Aim of the task
Recast the lines of the items as a Markdown table with the columns "Row" and "Line", one row per line, leaving out blank lines. Include only the lines between the one holding "Please identify the red" and the one holding "(1081, 866)", inclusive.

Source data
*****
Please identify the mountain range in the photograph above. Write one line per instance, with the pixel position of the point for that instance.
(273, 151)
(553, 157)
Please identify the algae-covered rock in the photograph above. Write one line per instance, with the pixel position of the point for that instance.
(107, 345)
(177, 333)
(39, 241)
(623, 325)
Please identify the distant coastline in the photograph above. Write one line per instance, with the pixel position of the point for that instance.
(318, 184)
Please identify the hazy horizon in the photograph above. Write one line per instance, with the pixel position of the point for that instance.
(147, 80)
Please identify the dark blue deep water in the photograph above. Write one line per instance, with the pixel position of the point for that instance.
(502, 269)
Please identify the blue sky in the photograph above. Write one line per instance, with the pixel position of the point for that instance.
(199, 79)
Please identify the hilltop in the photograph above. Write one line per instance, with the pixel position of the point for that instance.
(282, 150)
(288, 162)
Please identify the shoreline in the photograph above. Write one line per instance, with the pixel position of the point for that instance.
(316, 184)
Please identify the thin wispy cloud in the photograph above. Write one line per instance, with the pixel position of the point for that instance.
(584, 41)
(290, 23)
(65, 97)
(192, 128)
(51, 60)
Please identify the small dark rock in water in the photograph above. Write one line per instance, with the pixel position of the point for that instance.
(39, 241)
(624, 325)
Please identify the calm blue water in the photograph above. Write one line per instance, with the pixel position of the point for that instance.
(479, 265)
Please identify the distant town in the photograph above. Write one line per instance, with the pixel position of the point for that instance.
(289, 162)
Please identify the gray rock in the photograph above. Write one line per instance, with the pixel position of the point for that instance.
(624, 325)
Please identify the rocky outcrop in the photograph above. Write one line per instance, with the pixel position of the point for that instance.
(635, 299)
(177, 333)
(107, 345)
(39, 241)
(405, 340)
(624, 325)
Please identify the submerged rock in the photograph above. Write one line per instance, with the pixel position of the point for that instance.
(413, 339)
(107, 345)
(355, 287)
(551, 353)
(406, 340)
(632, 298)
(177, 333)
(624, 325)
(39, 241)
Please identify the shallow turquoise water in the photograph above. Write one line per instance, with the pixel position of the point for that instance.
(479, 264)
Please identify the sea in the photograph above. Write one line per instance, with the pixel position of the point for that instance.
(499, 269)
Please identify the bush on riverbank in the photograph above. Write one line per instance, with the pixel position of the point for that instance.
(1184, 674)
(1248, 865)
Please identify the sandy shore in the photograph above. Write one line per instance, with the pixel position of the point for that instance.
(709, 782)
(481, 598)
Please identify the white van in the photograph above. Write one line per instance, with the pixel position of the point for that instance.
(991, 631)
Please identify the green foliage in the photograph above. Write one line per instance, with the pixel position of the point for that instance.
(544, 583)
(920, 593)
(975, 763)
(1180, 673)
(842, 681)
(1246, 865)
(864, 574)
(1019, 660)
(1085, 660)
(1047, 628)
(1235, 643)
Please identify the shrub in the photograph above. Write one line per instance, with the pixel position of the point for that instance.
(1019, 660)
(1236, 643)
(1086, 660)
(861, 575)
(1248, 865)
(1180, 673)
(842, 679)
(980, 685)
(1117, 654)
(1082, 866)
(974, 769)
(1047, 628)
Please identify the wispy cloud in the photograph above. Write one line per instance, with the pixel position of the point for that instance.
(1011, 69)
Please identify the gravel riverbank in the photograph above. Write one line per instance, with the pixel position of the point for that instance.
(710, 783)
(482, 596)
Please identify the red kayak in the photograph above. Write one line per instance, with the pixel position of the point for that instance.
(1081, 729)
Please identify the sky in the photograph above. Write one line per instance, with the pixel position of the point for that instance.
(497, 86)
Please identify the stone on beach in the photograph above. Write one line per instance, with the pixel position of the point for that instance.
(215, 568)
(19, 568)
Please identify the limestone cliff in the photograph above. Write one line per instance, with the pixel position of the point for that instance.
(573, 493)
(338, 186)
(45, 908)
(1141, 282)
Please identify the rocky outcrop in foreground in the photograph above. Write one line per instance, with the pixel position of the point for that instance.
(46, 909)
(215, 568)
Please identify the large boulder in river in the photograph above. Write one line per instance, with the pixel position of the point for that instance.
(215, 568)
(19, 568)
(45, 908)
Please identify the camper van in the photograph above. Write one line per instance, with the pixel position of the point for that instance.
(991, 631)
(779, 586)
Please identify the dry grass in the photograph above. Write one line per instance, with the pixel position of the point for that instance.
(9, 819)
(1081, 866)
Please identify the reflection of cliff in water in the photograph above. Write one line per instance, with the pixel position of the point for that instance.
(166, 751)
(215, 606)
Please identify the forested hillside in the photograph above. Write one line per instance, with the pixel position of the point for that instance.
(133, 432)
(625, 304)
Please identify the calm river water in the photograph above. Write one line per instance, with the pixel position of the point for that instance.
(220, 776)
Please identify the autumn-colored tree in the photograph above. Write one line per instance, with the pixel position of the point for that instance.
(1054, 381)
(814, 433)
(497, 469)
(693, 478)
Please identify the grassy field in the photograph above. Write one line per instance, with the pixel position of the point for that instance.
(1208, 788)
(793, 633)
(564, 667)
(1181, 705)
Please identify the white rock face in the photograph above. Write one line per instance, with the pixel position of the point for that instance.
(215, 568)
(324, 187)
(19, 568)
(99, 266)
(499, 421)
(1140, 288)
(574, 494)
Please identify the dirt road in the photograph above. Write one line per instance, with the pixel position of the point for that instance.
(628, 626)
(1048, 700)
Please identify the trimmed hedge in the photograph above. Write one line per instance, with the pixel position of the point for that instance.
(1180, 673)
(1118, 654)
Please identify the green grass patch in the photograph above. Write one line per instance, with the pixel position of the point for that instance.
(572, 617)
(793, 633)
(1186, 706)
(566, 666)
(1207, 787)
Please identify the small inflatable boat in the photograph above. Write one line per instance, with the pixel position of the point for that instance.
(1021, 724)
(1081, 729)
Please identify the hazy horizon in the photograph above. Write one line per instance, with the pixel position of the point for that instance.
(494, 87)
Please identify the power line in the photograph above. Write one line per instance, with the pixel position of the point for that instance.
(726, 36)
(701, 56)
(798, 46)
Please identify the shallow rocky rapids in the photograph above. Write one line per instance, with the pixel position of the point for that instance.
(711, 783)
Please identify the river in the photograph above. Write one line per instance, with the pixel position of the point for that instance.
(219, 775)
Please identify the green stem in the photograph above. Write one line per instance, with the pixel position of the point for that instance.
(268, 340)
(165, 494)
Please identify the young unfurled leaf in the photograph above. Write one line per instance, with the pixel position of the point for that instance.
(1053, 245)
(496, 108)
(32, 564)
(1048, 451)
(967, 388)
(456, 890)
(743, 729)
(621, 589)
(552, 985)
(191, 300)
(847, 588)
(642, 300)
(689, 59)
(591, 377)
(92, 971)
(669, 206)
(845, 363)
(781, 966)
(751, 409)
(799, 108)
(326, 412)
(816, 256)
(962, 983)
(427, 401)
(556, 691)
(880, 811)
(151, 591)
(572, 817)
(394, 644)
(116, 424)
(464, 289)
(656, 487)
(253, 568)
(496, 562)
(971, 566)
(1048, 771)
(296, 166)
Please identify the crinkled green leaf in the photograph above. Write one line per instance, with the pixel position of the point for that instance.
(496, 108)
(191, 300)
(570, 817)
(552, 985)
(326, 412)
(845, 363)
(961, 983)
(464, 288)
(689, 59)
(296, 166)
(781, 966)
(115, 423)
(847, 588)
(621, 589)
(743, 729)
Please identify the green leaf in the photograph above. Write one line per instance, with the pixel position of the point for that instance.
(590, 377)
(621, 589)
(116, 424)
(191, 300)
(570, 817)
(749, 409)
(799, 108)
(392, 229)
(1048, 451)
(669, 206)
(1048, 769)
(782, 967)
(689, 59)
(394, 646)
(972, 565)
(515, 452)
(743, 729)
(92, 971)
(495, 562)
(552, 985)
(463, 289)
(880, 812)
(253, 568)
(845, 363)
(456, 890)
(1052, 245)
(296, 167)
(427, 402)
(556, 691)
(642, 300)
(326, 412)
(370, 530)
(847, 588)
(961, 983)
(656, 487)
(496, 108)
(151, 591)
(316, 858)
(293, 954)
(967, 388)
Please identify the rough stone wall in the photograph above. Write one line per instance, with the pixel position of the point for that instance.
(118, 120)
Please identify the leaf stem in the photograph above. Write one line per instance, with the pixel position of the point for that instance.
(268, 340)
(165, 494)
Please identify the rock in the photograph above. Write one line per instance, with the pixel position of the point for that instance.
*****
Reply to the task
| Row | Line |
|---|---|
| 1 | Please identify the red kayak in the photograph above. Write one line per instance, with the pixel position of the point for that instance. |
| 2 | (1081, 729) |
| 3 | Please identify the sky in the photograph above. Write one line per instance, with the pixel position of the point for that instance. |
| 4 | (497, 86) |
| 5 | Please identify the stone on beach in the photograph above. Write one line per instance, with the pixel position of the point for that instance. |
| 6 | (215, 568) |
| 7 | (19, 568) |
| 8 | Please identify the limestone cliff in the photograph above. Write one line per instance, with the pixel position of the point for that instance. |
| 9 | (573, 493) |
| 10 | (338, 186) |
| 11 | (45, 908) |
| 12 | (1141, 282) |
| 13 | Please identify the rocky outcrop in foreground in the photograph above. Write one line per instance, with the pixel position of the point for that instance. |
| 14 | (46, 909) |
| 15 | (215, 568) |
| 16 | Please identify the large boulder in river in the photograph above. Write one line per instance, with the pixel position of the point for that instance. |
| 17 | (215, 568) |
| 18 | (19, 568) |
| 19 | (45, 908) |
| 20 | Please identify the camper van in the photograph above. Write one line per instance, with the pixel position of the point for that instance. |
| 21 | (991, 631) |
| 22 | (779, 586) |
| 23 | Please identify the dry grass in the photograph above. Write one line per instance, with the pixel position of the point for that instance. |
| 24 | (9, 819) |
| 25 | (1081, 866) |